__TRECHO DO TEXTO__
De: Fabricio Muriana
Enviado: segunda-feira, 07 de setembro de 2009 15:30
Para: Matheus Henrique Pichonelli
Assunto: Re: vc

Matheus, camarada.
Acho que você pegou um ponto de fora da peça e explicitou algo que se manifesta dentro da peça também. Quando você fala dos globais abrindo terreno para um poder absolutista ou autoritário, eu te lembro daquela sugestão da Cia do Feijão do quarto ou novo poder. Aquele tomado pelo capital financeiro que é, em última análise, o que governa o Brasil. Talvez ali, naquela cena em que o Feijão mostra os nomes dos donos do bancos e empreiteiras haja também um esquecimento. Já que PT e PSBD se mostram como irmão gêmeos muito diferentes, nascidos juntos, seria interessante colocar ali também o poderio econômico que o governo Lula exerce por meio dos fundos de pensão a “reestatização” pelo lado de algumas empresa. Diggo reestatização porque essas novas empresas trabalham de maneira simbiótica com a gestão do PT, mas se, por uma razão qualquer, Dilma não se eleger em 2010, esses fundos voltam a ser geridos somente para fins privados. Acho que é uma discussão que não cabe aqui. Gostaria mesmo é que o governo ou o Lula discutisse a matéria que saiu na Piauí sobre o assunto. Na crítica, no entanto, acho que cabe dizer que faltam representantes desse novo capital (público) privado, que já estão no jogo do poder. Mas voltando, os globais abrem caminho para esse poder totalizante.

__SEÇÃO DE DADOS__
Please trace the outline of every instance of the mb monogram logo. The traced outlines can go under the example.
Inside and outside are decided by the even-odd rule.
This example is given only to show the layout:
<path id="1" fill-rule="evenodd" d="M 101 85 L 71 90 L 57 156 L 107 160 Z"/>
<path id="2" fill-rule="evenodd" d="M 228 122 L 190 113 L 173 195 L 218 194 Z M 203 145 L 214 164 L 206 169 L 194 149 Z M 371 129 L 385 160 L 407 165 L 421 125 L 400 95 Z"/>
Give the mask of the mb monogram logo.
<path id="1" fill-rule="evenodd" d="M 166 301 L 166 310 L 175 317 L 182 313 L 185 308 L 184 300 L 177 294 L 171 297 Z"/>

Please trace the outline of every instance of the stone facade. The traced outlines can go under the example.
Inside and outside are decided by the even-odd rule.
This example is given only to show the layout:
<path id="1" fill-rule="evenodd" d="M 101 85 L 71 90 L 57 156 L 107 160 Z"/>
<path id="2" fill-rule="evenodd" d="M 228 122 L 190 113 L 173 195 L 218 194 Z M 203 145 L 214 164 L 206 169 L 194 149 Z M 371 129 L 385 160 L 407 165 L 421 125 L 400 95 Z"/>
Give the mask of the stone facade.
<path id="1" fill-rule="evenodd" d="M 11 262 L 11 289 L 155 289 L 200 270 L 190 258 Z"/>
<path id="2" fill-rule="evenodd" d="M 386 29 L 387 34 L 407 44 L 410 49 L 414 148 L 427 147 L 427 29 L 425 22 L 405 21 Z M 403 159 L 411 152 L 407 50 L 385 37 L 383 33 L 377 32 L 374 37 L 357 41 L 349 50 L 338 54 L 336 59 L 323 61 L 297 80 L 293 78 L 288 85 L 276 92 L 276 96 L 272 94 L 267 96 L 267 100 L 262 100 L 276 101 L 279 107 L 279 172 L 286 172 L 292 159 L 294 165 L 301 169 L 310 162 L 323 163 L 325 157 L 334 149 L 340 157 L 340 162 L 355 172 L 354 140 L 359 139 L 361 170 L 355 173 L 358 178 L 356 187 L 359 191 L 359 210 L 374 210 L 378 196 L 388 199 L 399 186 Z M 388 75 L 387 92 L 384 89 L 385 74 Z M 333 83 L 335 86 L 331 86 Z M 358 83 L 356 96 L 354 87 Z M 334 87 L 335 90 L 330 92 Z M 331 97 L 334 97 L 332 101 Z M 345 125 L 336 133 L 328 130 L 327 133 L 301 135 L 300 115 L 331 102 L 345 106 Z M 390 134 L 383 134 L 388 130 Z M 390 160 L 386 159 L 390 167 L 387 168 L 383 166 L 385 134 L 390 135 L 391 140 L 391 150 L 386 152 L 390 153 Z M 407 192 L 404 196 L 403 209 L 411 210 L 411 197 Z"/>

__O EXERCÍCIO__
Retome o e-mail sobre a peça e o poder no Brasil e dê continuidade a ele a partir da última frase. Não é preciso consultar as entradas.

__RESULTADO DA TAREFA__
A outra questão que você aborda, da data de validade, também me interessa bastante. Parece que o Feijão fez uma opção tão radical por falar do nosso tempo que já sabe que a peça vai morrer. Acho uma loucura necessária. Um processo longevo pra criar uma peça que não durará mais de um ano e meio (pelo menos é quando acho que se define o resultado das novas eleições e o jogo político se altera).
Um comentário mais formal que vem é sobre a forma épica. Em tempos que todo mundo fala do teatro pós-dramático, o Feijão faz um espetáculo que pra mim se apresenta absolutamente épico. Há uma história, mas não é sobre ela que se quer refletir. Há cenas aleatórias que revelam simplesmente alegorias. Há citações, falas que não são do personagem que são coladas à sua boca (forçando uma polifonia que na maior parte da vezes vem numa chave cômica e da sátira). Não há, no entanto, nenhum elemento que me remeteria ao tão discutido (pra usar uma palavra bem chapa branca) teatro pós-dramático.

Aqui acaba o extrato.